*** Record extracts ***
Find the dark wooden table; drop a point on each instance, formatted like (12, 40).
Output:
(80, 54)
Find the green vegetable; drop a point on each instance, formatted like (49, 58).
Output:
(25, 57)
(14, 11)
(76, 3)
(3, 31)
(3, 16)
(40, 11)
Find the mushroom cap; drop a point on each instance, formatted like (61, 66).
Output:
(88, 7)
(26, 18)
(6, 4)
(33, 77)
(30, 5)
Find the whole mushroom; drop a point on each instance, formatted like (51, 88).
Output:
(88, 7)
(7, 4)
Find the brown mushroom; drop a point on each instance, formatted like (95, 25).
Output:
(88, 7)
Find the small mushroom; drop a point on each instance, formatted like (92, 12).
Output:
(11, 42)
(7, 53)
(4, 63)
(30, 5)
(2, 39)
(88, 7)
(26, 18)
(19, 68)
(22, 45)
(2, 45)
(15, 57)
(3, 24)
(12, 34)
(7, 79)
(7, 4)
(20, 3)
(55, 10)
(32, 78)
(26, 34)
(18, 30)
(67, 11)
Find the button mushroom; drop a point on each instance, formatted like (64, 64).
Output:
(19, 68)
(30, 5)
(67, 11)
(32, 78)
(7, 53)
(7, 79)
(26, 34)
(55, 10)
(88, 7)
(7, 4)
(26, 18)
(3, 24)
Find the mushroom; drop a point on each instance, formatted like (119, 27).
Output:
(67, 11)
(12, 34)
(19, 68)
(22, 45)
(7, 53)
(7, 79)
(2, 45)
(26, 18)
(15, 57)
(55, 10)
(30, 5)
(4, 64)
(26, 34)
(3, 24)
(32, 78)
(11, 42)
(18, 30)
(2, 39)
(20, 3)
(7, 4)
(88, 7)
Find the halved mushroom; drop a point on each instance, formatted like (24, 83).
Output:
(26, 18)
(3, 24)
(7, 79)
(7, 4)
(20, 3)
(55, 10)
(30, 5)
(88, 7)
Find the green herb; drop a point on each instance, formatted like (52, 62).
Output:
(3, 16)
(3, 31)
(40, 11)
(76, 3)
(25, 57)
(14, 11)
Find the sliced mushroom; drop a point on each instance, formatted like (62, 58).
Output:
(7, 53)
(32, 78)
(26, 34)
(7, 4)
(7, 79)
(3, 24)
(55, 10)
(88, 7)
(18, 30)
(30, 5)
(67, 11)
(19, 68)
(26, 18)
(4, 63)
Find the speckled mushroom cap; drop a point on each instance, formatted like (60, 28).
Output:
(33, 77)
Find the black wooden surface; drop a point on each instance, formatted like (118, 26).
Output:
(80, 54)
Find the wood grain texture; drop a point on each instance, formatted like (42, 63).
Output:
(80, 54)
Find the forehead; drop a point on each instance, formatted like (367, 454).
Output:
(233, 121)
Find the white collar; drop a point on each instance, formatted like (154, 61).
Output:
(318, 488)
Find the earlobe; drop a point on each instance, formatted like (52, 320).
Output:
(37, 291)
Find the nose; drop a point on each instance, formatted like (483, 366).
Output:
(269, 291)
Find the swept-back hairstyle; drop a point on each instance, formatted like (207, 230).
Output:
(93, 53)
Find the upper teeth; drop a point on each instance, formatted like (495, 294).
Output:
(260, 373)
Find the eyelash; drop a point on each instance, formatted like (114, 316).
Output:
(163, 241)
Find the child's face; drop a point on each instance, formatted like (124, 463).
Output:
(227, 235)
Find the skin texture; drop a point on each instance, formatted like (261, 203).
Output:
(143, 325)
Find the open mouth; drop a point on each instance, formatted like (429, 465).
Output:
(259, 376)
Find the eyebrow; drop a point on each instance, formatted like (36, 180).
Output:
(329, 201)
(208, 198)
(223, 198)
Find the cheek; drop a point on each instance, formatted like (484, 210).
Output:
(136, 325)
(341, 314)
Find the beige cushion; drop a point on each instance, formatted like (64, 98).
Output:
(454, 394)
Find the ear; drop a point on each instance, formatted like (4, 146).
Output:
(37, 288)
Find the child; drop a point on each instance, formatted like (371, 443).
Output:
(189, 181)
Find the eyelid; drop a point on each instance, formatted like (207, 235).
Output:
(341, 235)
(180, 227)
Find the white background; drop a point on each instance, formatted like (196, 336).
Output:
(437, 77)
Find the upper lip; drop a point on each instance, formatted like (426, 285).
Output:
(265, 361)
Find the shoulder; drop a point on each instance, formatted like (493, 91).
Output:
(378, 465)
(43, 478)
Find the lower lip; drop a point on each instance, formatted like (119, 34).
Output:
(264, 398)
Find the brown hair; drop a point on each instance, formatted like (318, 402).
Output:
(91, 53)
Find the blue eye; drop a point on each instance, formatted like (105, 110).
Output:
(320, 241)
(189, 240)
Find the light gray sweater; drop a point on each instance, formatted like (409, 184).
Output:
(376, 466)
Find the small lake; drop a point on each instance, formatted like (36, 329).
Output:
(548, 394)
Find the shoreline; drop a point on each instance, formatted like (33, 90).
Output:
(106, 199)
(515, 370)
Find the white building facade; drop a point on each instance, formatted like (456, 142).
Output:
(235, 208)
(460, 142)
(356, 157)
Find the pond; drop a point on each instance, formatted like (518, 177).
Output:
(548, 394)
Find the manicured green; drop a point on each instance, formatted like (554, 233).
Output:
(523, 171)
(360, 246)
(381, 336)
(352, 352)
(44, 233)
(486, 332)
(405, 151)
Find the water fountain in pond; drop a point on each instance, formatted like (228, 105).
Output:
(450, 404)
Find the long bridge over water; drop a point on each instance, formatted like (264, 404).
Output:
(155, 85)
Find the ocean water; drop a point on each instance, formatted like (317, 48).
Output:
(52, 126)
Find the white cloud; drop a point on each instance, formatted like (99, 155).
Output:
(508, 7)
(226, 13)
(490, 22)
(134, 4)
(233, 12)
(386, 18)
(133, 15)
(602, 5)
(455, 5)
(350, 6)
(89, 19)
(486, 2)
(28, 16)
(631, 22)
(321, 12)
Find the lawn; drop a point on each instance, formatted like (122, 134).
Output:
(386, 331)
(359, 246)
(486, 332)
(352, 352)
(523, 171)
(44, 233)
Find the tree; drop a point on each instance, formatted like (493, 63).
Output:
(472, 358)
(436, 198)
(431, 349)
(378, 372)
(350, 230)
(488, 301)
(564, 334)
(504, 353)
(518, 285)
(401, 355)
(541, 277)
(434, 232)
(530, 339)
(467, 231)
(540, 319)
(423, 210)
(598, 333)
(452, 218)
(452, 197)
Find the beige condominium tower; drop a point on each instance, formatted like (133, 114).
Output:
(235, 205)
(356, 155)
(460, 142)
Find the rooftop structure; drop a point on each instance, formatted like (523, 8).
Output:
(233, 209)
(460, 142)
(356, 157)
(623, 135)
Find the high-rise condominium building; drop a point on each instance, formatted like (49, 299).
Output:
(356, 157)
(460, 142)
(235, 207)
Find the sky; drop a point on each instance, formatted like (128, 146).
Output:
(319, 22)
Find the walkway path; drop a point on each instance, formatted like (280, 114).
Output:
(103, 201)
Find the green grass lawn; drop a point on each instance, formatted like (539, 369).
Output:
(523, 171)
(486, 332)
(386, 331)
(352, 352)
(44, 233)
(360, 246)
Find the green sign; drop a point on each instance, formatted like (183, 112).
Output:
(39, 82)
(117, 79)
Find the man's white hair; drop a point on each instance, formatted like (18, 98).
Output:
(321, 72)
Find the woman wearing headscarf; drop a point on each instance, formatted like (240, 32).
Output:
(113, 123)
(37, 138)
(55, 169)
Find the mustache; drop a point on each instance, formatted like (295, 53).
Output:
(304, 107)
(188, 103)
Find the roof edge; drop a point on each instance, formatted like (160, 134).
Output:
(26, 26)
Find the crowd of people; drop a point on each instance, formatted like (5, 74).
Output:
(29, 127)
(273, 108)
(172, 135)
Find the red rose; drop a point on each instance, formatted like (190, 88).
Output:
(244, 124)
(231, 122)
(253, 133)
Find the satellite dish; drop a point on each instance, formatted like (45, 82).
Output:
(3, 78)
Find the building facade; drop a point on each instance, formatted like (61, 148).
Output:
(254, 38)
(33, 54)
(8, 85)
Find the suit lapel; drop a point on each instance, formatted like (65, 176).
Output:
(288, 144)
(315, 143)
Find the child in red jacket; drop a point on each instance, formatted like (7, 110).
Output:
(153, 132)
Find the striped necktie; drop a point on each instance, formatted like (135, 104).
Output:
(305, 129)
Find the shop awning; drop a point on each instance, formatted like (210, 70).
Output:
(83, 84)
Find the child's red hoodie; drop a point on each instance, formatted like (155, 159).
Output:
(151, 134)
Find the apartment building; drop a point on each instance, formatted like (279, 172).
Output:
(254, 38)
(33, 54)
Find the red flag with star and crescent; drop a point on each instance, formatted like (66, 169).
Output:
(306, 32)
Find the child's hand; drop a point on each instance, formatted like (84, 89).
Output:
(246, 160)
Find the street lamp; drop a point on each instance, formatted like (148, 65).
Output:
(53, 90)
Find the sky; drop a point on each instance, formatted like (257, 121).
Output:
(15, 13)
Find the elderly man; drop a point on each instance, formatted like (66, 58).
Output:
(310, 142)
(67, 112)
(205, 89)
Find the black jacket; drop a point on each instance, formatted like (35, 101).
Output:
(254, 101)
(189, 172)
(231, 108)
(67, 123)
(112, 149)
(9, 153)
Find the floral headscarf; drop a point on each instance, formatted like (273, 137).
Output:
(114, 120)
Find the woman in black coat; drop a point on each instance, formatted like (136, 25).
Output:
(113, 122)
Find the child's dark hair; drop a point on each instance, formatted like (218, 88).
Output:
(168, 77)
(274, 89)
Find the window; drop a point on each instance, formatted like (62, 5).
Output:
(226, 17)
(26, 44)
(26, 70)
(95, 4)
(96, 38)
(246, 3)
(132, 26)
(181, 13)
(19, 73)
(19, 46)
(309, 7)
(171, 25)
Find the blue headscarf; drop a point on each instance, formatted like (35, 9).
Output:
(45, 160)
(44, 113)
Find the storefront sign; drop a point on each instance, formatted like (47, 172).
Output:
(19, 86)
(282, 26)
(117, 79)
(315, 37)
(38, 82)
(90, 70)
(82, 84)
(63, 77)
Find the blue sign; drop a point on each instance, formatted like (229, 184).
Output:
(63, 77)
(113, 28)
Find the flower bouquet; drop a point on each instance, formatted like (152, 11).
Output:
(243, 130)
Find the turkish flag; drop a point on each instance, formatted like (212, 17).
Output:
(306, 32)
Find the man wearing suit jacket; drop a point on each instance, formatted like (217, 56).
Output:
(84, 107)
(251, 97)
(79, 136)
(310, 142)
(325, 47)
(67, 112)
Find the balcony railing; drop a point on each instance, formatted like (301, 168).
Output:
*** End of Record extracts ***
● Your assignment
Go through the records above and copy every line holding the word "dark".

● Answer section
Find the dark wooden table; drop a point on each instance, formatted like (12, 40).
Find the child's dark hair; drop a point on each instance, formatted like (218, 88).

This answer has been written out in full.